» Problem description
Could you go through all the entries below, swap each "Target" for "Object", and keep every other line unchanged? Leave the pictures out of your answer.

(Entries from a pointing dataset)
== == ==
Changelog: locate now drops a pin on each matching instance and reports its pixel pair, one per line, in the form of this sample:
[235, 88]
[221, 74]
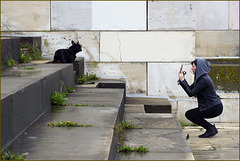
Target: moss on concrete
[225, 74]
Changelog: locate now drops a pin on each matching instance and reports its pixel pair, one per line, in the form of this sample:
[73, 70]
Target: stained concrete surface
[44, 142]
[161, 133]
[223, 146]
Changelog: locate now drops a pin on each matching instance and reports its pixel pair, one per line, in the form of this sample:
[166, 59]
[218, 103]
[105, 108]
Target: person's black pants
[198, 117]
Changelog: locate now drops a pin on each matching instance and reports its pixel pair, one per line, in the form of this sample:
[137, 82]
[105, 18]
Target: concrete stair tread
[101, 110]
== == ==
» Exercise solution
Changelog: locate now drops a pin on each matching instance and reports its pixel pair, one per line, in the form of this sample:
[235, 88]
[221, 74]
Object: moss on concrete
[225, 74]
Changelog: locate now drops a pin on each matching instance and reports its pixel pair, one per line, in the form of this sample:
[73, 70]
Object: stained concrete surface
[44, 142]
[161, 133]
[223, 146]
Changelog: locate now drops a pin on each matching instance and reports its pixel pair, one per line, in the form of this sample:
[166, 59]
[218, 103]
[105, 108]
Object: person's black pants
[198, 117]
Changelog: locate now drops a pin on each matching instance and reports its pixel pair, one per line, in the form of this sample:
[137, 82]
[105, 18]
Object: concrete stair tread
[101, 110]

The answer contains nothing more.